Requirements: State how many lines in the rows below contain the string "tree" and give only the number. Count a line only when the string matches with the same case.

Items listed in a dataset
┌────────

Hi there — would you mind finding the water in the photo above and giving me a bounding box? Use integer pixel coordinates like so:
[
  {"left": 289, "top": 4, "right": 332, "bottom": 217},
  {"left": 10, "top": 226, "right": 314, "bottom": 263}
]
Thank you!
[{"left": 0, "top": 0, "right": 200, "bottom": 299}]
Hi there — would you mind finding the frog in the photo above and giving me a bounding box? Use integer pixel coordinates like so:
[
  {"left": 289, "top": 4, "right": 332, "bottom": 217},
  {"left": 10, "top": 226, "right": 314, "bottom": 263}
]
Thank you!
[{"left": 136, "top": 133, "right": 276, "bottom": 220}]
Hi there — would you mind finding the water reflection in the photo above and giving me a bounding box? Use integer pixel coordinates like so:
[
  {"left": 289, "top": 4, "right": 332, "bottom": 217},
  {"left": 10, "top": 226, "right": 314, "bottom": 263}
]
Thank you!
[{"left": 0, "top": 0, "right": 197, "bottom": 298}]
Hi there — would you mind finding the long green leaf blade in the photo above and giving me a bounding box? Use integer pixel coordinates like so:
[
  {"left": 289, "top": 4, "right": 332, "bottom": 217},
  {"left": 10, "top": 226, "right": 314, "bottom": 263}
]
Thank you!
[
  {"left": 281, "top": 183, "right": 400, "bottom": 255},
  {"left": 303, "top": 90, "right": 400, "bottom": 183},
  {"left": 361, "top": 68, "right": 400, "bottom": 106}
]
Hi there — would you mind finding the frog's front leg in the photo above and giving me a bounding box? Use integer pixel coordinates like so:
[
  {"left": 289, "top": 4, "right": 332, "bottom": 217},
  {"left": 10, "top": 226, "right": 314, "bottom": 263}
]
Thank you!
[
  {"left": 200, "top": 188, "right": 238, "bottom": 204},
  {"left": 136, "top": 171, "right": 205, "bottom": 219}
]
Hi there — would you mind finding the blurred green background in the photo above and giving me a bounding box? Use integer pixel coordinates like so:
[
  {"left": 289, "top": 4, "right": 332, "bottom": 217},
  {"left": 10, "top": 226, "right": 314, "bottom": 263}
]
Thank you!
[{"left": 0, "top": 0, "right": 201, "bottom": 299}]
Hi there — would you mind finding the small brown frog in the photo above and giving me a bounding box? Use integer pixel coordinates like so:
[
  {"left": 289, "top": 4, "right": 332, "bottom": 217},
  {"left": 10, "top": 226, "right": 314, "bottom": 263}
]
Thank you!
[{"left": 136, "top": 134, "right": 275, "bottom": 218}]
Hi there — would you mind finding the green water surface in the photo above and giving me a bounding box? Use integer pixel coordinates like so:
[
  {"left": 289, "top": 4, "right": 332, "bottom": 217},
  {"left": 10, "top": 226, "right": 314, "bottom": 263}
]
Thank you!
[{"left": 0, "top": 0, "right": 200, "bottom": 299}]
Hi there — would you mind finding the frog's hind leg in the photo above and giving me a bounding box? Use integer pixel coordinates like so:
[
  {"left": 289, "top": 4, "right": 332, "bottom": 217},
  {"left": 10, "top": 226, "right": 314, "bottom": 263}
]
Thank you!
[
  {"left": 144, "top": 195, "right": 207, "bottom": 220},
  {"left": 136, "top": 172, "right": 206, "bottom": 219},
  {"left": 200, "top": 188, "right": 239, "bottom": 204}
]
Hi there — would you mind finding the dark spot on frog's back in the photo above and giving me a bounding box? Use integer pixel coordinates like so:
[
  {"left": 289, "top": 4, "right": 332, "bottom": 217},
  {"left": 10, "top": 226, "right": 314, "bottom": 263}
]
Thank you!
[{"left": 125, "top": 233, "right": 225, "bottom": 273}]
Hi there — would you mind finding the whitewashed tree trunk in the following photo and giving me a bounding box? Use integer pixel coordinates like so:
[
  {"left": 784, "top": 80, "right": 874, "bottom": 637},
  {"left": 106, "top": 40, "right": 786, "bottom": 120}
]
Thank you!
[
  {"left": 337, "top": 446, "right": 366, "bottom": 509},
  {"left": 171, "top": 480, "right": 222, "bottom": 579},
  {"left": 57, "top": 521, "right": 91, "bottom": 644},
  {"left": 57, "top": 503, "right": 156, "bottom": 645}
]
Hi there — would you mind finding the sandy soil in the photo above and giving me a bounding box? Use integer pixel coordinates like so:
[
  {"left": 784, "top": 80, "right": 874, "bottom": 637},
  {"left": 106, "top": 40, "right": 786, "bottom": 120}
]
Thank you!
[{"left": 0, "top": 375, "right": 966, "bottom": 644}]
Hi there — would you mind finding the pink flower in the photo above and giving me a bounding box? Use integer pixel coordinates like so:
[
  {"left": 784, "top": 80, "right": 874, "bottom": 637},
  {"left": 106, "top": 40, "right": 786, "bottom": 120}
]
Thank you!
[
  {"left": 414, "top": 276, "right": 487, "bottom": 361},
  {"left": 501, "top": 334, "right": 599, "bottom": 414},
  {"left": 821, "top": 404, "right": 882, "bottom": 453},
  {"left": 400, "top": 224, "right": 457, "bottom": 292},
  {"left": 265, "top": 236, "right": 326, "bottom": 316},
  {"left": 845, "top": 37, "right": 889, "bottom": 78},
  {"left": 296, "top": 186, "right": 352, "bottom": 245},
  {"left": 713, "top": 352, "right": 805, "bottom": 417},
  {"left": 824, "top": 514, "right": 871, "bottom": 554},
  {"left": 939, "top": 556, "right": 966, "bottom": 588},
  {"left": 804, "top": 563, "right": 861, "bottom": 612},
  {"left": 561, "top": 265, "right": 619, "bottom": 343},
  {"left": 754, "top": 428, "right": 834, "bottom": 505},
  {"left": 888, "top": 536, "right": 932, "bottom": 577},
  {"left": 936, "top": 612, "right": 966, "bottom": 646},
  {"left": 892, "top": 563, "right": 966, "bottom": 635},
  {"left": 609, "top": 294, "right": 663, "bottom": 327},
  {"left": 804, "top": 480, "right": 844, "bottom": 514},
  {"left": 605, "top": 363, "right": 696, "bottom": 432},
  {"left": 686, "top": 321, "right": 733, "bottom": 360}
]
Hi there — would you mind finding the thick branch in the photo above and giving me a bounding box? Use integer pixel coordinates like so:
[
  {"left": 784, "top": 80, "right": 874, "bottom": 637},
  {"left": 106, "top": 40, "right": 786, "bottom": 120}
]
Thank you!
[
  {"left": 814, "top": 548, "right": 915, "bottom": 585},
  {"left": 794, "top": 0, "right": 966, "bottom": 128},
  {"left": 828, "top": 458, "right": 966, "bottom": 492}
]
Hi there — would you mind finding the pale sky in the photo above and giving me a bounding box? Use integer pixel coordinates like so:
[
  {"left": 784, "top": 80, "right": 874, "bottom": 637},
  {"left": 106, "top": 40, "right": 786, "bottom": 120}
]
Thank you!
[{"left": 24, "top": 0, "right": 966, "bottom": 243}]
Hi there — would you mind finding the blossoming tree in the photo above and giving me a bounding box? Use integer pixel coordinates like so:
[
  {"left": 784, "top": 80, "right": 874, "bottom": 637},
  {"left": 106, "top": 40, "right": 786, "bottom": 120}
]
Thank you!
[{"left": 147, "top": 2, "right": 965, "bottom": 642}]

└────────

Solution for this problem: 2